**Written exercise**
Starting at the line with "Objective — locate the police", copy each line through the last one below exactly as written, without any pictures.

(Named object pointing entries)
---
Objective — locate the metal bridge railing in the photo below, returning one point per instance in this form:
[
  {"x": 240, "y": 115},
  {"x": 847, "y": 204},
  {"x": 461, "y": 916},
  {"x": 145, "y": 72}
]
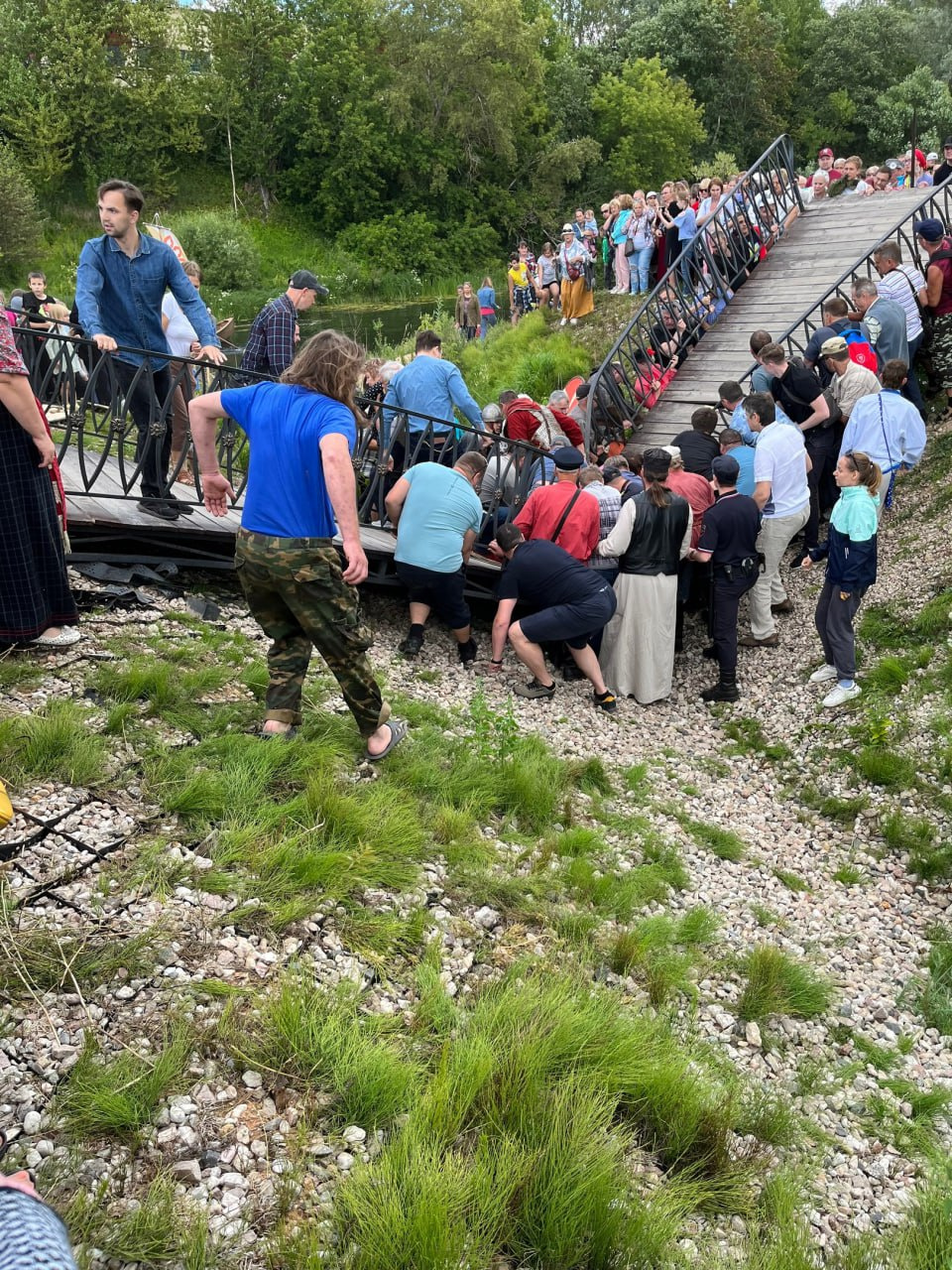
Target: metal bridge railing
[
  {"x": 936, "y": 202},
  {"x": 118, "y": 421},
  {"x": 670, "y": 321}
]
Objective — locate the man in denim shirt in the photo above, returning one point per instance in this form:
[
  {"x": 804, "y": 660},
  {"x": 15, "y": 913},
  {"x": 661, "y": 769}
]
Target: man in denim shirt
[{"x": 119, "y": 286}]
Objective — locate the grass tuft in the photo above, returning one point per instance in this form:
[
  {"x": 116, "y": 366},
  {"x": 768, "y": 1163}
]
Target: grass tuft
[
  {"x": 778, "y": 984},
  {"x": 119, "y": 1096},
  {"x": 54, "y": 743},
  {"x": 330, "y": 1046}
]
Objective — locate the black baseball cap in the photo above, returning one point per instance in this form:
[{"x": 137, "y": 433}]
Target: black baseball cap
[{"x": 306, "y": 281}]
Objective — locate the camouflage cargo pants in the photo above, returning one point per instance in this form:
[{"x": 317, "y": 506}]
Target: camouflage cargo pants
[
  {"x": 942, "y": 350},
  {"x": 296, "y": 593}
]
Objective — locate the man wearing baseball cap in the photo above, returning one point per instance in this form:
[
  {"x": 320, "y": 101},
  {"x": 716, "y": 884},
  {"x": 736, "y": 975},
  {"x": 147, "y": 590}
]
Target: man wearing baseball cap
[
  {"x": 944, "y": 169},
  {"x": 273, "y": 338},
  {"x": 562, "y": 512},
  {"x": 729, "y": 541},
  {"x": 849, "y": 380},
  {"x": 826, "y": 167},
  {"x": 932, "y": 239}
]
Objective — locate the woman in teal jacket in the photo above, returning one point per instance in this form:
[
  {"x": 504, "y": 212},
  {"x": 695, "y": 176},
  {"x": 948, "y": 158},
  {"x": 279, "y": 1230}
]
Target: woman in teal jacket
[{"x": 851, "y": 570}]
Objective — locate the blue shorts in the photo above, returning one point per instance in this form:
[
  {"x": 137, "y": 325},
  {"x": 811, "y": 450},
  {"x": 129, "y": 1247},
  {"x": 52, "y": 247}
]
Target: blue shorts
[{"x": 572, "y": 624}]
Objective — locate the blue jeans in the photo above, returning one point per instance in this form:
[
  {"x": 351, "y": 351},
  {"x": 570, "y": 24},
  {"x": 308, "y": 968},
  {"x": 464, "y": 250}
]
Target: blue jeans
[{"x": 640, "y": 266}]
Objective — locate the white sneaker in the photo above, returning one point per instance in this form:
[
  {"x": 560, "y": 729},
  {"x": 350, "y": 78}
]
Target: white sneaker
[
  {"x": 841, "y": 695},
  {"x": 824, "y": 675},
  {"x": 67, "y": 636}
]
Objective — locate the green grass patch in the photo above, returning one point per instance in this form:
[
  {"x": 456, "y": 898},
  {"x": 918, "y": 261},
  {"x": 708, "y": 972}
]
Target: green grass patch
[
  {"x": 39, "y": 959},
  {"x": 779, "y": 984},
  {"x": 54, "y": 743},
  {"x": 18, "y": 671},
  {"x": 791, "y": 880},
  {"x": 121, "y": 1095},
  {"x": 329, "y": 1044},
  {"x": 657, "y": 952},
  {"x": 885, "y": 767},
  {"x": 918, "y": 838},
  {"x": 720, "y": 842},
  {"x": 849, "y": 875}
]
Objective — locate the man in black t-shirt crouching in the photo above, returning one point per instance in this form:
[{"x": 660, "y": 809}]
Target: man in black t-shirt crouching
[
  {"x": 729, "y": 541},
  {"x": 569, "y": 602}
]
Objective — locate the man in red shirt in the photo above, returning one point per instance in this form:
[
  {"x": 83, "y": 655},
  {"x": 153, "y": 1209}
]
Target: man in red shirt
[
  {"x": 527, "y": 421},
  {"x": 562, "y": 512}
]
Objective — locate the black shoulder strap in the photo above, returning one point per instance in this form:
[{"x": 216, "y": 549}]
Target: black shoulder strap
[{"x": 563, "y": 517}]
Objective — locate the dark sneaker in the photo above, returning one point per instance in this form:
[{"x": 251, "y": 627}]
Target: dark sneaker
[
  {"x": 412, "y": 645},
  {"x": 467, "y": 652},
  {"x": 721, "y": 691},
  {"x": 535, "y": 691},
  {"x": 159, "y": 508}
]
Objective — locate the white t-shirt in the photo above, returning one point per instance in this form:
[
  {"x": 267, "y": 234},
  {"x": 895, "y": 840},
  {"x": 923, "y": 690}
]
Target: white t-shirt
[
  {"x": 780, "y": 458},
  {"x": 179, "y": 333}
]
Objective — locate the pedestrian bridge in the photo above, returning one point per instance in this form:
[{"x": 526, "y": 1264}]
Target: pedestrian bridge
[{"x": 821, "y": 250}]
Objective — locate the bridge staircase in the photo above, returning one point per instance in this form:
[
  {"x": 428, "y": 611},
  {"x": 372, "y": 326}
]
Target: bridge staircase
[{"x": 824, "y": 246}]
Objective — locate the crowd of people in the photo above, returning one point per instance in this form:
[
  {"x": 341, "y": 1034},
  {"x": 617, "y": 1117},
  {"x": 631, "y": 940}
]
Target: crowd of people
[
  {"x": 690, "y": 527},
  {"x": 638, "y": 236}
]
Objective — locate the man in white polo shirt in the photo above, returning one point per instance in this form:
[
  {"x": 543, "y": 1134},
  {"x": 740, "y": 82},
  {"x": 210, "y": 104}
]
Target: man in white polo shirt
[{"x": 780, "y": 490}]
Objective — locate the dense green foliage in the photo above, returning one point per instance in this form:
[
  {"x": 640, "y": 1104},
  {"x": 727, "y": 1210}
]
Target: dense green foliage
[{"x": 421, "y": 131}]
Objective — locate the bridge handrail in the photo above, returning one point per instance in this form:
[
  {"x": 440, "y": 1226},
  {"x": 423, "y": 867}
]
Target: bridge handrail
[
  {"x": 91, "y": 403},
  {"x": 635, "y": 372},
  {"x": 937, "y": 199}
]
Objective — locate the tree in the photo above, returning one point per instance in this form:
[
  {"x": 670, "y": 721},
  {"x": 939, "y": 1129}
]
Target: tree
[
  {"x": 919, "y": 94},
  {"x": 19, "y": 212},
  {"x": 728, "y": 56},
  {"x": 648, "y": 123}
]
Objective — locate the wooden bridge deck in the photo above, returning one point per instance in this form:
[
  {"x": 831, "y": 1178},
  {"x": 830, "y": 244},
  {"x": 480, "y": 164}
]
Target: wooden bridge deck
[
  {"x": 805, "y": 263},
  {"x": 105, "y": 525}
]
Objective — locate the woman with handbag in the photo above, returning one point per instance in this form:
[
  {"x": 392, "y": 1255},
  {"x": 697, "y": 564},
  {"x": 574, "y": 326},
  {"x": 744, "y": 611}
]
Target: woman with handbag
[
  {"x": 620, "y": 240},
  {"x": 640, "y": 244},
  {"x": 575, "y": 271},
  {"x": 36, "y": 602}
]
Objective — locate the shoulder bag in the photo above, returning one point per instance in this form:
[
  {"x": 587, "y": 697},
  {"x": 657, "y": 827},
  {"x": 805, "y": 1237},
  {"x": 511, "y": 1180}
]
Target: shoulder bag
[{"x": 563, "y": 517}]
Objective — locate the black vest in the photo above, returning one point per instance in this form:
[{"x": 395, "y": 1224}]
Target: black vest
[{"x": 655, "y": 544}]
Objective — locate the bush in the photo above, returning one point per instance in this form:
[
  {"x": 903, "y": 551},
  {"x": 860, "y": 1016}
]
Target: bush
[
  {"x": 19, "y": 213},
  {"x": 223, "y": 246},
  {"x": 395, "y": 243}
]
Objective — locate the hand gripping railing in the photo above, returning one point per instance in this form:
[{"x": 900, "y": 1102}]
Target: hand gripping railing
[
  {"x": 936, "y": 202},
  {"x": 669, "y": 322},
  {"x": 126, "y": 421}
]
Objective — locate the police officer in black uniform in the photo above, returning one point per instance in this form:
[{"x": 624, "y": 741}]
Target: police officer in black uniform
[{"x": 729, "y": 541}]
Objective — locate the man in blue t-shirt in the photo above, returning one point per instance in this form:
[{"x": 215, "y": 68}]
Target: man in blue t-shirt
[
  {"x": 570, "y": 602},
  {"x": 299, "y": 483},
  {"x": 438, "y": 515}
]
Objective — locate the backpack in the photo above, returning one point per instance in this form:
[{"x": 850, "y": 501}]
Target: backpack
[
  {"x": 861, "y": 350},
  {"x": 547, "y": 427}
]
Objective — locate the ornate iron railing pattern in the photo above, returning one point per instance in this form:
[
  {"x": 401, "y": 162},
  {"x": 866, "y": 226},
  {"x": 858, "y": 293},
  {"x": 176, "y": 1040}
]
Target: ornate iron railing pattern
[
  {"x": 669, "y": 322},
  {"x": 90, "y": 399},
  {"x": 932, "y": 203}
]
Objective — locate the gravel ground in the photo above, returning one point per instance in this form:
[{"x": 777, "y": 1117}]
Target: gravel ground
[{"x": 227, "y": 1138}]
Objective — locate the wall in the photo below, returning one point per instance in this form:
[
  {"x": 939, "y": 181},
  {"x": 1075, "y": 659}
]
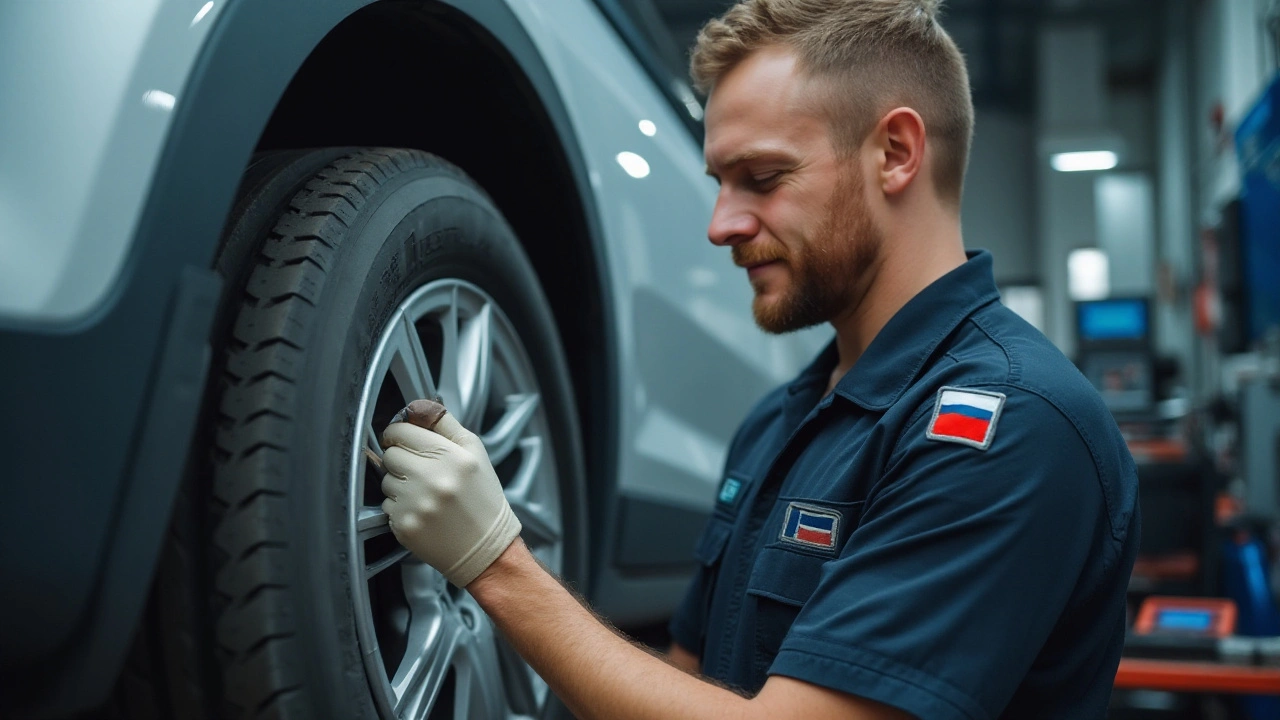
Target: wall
[{"x": 999, "y": 206}]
---
**Correct output**
Objective — locate the police officer in black uniform in the photo above, returning one point per instance in this form:
[{"x": 624, "y": 741}]
Target: police officer in black uniform
[{"x": 729, "y": 541}]
Objective — locate the man in blue t-shirt in the photo above, returning one point per instance in this form:
[{"x": 215, "y": 68}]
Target: man in blue t-shirt
[
  {"x": 570, "y": 602},
  {"x": 299, "y": 483},
  {"x": 438, "y": 515}
]
Objective — locate the backpack in the photo above, returning one point per instance in this form:
[{"x": 850, "y": 501}]
Target: backpack
[
  {"x": 861, "y": 350},
  {"x": 547, "y": 427}
]
Objective — locate the ornate iron railing pattern in the photo above, returning one point per instance in this form:
[
  {"x": 401, "y": 162},
  {"x": 866, "y": 226},
  {"x": 858, "y": 293},
  {"x": 176, "y": 1040}
]
Target: ornate iron railing pattern
[
  {"x": 669, "y": 322},
  {"x": 90, "y": 399},
  {"x": 932, "y": 203}
]
Objective — locate the gravel ground in the photo above, returning one point per instance in this form:
[{"x": 777, "y": 1117}]
Target: gravel ground
[{"x": 227, "y": 1138}]
Objective — locate the wall in the photo below, returning one point per instance in this form:
[
  {"x": 939, "y": 181},
  {"x": 1075, "y": 659}
]
Target: wall
[{"x": 999, "y": 206}]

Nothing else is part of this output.